§ **EXERCISE INPUTS**
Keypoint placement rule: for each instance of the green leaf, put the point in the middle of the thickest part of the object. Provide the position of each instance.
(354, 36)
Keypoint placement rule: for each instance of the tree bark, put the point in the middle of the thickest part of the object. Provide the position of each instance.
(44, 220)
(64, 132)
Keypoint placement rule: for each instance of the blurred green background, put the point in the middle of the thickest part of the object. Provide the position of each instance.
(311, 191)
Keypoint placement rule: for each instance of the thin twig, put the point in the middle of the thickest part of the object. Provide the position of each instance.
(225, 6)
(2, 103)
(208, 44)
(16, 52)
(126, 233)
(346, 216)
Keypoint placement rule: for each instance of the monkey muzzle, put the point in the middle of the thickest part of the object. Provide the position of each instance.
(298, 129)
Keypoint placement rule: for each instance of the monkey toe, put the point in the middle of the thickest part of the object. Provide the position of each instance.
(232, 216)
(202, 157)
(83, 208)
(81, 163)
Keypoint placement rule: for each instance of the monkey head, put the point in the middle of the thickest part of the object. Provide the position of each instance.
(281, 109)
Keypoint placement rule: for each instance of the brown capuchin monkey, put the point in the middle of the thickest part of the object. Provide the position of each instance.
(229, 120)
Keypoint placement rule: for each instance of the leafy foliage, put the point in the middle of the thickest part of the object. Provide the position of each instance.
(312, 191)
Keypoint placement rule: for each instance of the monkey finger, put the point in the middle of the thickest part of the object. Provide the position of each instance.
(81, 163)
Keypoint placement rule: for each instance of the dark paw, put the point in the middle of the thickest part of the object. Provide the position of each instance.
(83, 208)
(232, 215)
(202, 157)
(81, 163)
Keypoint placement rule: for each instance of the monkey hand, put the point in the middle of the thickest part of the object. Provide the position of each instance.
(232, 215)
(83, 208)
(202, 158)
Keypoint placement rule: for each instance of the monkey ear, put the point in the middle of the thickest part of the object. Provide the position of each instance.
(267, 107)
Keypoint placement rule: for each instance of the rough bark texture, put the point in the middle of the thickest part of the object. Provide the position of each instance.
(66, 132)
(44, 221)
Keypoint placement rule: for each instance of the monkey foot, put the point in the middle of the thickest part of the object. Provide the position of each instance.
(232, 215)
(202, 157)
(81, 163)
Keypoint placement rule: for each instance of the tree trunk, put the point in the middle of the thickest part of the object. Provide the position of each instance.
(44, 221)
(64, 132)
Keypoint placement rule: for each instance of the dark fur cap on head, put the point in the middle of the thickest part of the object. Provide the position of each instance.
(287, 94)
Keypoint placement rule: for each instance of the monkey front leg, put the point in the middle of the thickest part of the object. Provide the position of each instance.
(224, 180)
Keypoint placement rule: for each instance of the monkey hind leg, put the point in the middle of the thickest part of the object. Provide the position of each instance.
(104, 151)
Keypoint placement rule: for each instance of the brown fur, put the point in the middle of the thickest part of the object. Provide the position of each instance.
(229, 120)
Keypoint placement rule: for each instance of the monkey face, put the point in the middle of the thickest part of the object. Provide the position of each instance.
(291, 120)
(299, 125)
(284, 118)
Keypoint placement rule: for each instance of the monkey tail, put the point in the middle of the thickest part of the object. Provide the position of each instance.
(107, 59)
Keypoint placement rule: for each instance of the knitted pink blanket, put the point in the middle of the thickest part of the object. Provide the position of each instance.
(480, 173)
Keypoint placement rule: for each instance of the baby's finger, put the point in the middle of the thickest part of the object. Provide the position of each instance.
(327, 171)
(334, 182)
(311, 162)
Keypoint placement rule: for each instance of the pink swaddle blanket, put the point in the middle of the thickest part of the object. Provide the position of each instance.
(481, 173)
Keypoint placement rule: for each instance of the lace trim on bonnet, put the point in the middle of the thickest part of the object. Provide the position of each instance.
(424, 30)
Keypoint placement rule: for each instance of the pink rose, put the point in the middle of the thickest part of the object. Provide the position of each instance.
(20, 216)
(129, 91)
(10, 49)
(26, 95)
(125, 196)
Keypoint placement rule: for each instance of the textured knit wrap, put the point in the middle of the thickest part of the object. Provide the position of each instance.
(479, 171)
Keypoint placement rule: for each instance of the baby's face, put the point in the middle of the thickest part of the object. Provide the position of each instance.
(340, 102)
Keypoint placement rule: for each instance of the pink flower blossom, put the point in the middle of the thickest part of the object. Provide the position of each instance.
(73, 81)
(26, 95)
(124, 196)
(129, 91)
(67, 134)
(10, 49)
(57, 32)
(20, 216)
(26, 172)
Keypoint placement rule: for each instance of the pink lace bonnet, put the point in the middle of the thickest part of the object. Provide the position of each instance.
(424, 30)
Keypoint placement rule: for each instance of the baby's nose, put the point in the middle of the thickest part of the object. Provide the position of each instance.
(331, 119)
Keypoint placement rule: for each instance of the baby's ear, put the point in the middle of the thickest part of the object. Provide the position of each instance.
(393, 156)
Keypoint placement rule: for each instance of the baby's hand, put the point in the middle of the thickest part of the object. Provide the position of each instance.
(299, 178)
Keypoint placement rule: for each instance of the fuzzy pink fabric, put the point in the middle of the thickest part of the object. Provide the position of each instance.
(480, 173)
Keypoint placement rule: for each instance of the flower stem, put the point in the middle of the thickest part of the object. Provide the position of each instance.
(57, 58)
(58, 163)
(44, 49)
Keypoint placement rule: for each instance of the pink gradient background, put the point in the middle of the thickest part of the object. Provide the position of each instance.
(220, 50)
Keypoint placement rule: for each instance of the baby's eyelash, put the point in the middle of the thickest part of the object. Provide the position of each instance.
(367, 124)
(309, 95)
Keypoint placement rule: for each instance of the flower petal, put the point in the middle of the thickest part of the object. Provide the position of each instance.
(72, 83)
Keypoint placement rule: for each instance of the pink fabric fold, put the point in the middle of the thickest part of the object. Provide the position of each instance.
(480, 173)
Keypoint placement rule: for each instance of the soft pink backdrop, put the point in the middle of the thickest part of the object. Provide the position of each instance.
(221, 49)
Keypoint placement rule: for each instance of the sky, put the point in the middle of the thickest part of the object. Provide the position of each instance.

==

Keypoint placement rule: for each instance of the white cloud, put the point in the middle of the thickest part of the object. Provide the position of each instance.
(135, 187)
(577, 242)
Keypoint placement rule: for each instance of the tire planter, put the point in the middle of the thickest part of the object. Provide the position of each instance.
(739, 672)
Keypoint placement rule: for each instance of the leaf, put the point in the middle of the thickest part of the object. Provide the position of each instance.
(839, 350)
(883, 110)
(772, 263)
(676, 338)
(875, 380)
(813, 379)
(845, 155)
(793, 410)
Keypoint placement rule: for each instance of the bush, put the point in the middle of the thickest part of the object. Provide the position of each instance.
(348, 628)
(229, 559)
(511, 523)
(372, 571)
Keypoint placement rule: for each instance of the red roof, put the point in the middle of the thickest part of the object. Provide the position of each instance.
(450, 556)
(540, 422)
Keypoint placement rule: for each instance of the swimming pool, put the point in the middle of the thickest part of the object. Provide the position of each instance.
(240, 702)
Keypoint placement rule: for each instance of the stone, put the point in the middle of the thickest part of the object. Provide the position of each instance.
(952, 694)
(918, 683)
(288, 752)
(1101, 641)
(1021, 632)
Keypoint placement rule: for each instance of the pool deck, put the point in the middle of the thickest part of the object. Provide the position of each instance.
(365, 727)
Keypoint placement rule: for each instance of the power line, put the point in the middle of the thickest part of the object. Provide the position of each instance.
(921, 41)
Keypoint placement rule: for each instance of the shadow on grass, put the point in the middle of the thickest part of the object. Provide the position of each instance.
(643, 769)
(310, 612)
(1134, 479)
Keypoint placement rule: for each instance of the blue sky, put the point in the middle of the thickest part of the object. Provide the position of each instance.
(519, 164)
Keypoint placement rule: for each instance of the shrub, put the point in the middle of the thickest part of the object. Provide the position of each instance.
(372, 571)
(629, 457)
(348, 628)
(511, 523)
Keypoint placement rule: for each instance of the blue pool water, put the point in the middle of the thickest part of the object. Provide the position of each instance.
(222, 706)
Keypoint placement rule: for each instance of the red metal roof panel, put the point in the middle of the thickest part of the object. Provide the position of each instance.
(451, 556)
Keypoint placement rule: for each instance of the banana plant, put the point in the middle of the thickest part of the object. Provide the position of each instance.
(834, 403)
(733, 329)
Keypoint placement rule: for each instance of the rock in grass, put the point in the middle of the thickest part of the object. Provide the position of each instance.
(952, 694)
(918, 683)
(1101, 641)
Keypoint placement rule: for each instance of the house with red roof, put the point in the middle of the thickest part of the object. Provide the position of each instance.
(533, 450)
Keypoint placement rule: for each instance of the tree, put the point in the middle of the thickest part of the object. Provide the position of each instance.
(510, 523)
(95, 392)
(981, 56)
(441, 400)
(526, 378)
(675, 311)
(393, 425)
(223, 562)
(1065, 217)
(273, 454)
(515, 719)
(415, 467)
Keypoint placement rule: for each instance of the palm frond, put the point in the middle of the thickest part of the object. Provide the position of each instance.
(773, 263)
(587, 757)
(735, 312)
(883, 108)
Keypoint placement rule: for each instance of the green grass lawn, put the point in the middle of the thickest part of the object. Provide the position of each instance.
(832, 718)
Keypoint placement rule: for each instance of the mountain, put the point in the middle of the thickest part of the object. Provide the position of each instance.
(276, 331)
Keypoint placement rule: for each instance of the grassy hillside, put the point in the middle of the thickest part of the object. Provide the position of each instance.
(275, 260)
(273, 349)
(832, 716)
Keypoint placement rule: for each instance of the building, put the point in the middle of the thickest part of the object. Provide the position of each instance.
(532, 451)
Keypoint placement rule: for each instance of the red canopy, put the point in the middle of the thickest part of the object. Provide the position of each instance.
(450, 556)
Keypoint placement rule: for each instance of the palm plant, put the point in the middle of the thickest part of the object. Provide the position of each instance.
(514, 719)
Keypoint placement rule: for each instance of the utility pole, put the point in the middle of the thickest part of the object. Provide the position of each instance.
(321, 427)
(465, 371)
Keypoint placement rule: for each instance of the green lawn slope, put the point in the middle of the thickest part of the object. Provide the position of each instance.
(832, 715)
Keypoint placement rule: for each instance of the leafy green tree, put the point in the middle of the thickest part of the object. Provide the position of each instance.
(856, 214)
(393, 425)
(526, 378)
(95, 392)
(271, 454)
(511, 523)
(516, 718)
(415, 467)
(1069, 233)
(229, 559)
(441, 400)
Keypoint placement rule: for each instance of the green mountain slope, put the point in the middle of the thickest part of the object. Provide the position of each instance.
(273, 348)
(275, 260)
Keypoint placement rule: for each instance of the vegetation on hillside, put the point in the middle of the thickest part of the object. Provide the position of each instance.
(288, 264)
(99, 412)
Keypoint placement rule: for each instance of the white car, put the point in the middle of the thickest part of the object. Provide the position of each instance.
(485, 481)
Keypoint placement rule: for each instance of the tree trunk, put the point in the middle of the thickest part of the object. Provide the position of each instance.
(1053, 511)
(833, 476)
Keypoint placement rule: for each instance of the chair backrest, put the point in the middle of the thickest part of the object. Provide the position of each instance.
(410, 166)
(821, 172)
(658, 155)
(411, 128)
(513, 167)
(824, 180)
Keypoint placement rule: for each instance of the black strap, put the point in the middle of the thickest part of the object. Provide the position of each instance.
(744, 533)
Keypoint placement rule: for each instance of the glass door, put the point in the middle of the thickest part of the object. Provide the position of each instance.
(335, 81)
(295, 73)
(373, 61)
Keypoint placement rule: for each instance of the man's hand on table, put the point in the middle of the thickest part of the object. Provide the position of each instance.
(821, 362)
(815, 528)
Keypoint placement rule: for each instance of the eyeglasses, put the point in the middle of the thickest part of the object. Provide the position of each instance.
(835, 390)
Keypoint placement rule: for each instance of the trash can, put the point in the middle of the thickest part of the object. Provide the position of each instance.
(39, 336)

§ **WRITTEN TASK**
How many lines in the listing above contain the string "mountain"? Match case exactly, and reply with the number only.

§ **THE OUTPUT**
2